== Your assignment ==
I'd like the line containing "Expected: for every instance of the forestay" and each line that follows, through the last line of the material, set down exactly as they are, and no others.

== Data to use ==
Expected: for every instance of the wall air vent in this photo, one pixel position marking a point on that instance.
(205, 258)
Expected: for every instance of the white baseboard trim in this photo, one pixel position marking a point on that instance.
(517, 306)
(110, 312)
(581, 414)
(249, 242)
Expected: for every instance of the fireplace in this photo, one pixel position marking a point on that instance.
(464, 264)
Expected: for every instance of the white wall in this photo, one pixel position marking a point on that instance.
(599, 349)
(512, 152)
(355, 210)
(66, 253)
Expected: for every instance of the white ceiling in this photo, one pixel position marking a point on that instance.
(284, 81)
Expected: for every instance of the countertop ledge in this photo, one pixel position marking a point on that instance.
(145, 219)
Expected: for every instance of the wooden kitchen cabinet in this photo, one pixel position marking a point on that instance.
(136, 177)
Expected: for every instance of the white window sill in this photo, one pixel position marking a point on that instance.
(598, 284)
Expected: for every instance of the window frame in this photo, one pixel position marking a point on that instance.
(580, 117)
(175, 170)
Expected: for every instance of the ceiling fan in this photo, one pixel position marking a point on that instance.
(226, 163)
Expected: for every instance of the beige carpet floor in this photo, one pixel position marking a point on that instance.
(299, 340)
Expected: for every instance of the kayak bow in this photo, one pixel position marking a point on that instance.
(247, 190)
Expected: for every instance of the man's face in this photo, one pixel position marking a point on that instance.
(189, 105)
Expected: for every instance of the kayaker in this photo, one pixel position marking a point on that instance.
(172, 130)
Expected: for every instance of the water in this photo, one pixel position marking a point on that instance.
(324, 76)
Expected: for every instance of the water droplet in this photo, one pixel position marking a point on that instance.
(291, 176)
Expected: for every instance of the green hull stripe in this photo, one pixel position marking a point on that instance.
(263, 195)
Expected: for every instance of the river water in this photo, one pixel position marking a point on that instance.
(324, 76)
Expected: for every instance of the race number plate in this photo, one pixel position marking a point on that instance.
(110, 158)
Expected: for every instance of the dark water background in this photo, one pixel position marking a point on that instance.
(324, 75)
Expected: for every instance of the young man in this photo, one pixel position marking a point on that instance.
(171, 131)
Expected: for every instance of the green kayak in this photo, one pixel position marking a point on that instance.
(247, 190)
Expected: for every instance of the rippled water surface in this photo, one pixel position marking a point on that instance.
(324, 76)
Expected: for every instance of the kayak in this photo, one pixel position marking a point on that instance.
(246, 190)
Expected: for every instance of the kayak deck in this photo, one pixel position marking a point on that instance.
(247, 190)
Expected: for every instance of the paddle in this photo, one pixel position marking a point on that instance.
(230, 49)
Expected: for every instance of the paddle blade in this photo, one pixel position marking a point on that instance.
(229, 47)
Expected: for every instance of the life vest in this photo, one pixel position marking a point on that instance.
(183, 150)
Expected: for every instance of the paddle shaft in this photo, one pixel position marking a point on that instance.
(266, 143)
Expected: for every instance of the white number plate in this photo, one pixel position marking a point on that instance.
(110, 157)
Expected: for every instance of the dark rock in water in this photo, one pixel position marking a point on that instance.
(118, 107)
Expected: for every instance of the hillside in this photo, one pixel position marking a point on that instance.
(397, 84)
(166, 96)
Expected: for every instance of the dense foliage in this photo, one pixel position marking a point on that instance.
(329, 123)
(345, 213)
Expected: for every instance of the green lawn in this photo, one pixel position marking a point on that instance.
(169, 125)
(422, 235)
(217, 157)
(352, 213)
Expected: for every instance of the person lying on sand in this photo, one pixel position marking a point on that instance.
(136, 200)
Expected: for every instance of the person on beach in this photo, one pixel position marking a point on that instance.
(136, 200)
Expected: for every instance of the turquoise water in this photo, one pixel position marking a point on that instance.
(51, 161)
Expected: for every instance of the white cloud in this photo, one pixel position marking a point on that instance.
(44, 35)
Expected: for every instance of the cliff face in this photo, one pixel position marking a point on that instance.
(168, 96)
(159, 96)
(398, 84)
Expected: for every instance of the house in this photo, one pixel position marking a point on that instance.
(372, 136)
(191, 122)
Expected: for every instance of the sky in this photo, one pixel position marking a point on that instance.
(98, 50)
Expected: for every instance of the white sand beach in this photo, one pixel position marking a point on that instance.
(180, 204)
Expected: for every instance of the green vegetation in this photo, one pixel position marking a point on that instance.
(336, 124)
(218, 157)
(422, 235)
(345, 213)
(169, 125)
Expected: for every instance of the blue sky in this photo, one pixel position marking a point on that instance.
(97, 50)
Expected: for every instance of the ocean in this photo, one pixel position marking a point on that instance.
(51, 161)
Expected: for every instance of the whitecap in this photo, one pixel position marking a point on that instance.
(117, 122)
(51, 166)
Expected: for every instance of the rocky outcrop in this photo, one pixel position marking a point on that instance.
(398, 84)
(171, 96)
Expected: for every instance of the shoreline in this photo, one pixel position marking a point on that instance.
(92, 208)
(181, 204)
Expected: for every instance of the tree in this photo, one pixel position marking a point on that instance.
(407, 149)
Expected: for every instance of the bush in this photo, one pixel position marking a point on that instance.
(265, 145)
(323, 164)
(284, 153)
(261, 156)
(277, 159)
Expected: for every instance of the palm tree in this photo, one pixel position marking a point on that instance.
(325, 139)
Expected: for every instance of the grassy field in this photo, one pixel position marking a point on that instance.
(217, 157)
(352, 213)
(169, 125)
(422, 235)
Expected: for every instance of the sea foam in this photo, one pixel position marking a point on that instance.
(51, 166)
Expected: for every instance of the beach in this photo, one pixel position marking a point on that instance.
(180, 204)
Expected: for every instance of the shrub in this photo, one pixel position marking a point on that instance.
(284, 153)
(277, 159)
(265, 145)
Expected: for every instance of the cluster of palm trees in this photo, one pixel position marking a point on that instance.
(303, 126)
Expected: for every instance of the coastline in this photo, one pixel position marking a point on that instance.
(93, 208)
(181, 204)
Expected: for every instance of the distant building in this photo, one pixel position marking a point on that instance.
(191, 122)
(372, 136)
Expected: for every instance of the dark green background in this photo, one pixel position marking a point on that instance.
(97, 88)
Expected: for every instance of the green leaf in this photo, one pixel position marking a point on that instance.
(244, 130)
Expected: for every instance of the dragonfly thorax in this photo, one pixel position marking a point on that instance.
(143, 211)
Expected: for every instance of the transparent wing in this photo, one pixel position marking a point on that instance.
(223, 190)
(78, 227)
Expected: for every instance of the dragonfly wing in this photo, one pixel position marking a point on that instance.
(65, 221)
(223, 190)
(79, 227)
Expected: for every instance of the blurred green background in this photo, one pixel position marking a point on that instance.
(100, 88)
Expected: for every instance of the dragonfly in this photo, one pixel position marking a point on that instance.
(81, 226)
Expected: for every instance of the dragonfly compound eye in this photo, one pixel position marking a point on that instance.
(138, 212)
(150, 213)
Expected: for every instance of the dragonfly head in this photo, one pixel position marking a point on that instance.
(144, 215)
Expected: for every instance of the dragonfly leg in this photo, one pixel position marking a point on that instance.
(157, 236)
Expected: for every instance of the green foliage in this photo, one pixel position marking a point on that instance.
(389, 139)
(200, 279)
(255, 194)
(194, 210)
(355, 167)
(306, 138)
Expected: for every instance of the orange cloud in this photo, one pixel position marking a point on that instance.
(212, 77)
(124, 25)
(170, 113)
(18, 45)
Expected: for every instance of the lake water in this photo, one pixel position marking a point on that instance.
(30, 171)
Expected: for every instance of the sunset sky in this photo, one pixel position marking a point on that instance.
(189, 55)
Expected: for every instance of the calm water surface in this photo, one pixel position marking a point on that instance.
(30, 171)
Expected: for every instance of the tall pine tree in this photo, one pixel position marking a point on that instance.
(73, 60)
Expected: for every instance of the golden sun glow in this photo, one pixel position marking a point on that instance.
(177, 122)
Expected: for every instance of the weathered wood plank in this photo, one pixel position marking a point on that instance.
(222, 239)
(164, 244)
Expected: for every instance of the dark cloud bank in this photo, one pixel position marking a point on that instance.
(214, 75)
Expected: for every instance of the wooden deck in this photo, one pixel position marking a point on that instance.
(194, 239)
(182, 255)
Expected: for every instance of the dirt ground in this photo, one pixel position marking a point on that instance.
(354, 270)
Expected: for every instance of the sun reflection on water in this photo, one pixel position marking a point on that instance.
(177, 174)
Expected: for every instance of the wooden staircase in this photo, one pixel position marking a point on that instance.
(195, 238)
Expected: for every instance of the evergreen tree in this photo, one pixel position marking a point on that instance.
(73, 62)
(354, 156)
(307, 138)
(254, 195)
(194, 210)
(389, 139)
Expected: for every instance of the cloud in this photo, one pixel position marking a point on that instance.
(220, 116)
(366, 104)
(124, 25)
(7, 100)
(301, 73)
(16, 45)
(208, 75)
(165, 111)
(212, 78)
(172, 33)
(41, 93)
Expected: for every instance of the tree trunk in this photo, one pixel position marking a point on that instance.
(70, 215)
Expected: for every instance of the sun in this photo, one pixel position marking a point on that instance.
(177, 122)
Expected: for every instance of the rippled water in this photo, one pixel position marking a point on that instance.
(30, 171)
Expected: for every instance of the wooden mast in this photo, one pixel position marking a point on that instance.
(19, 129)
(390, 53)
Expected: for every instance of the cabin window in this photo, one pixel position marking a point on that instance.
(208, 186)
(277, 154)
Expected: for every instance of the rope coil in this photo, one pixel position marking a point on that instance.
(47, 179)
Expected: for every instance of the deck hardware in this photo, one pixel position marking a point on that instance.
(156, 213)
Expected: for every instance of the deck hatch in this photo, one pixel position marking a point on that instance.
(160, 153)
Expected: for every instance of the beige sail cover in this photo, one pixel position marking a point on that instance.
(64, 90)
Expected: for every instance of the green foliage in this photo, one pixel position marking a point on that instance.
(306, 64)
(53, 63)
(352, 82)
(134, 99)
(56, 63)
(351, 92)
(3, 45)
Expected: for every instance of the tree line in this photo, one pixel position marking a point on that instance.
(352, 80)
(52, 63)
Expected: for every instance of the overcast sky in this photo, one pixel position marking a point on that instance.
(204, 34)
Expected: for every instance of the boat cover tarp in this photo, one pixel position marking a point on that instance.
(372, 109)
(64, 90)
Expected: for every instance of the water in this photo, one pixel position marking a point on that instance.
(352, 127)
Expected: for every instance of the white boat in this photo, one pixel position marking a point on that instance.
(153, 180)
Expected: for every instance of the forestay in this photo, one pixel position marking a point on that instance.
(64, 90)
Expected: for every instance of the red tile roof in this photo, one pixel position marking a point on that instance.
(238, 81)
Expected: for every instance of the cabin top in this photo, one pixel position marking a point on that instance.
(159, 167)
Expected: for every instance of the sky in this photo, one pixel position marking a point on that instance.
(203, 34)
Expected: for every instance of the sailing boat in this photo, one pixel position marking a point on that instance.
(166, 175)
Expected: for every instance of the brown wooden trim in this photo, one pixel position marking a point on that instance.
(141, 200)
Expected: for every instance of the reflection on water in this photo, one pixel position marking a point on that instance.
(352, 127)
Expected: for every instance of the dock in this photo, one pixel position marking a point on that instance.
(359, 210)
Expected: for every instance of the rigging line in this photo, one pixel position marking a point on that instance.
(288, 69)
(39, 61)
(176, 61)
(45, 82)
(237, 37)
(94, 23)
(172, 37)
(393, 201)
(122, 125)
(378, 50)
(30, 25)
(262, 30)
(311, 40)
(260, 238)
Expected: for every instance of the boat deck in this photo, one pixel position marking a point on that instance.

== Result of the task ==
Expected: for every instance of the forestay in this photo, one pixel position marking a point on that instance.
(64, 90)
Expected: for every instance of the red tile roof in this photo, one pixel position marking a point on that instance.
(238, 81)
Expected: for every instance of the cabin top in this photo, one pixel position marking a point on that instance.
(159, 167)
Expected: for every instance of the sky in this photo, one pixel position marking a point on that instance.
(203, 34)
Expected: for every instance of the sailing boat in this photo, one pixel position marking a point on that instance.
(166, 175)
Expected: for every instance of the brown wooden trim in this photo, one pixel position marking a point on that instance.
(141, 200)
Expected: for every instance of the reflection on water in this photo, one pixel position marking a point on that instance.
(352, 127)
Expected: for every instance of the dock in this photo, one pixel position marking a point on that instance.
(359, 210)
Expected: for every instance of the rigging line in this photo, one pixel position marking a point on that instance.
(288, 69)
(39, 61)
(176, 61)
(45, 82)
(237, 37)
(94, 23)
(172, 37)
(393, 201)
(122, 125)
(378, 50)
(30, 25)
(262, 30)
(311, 40)
(260, 238)
Expected: for every instance of the boat deck in this photo, one pixel position marking a point on that instance.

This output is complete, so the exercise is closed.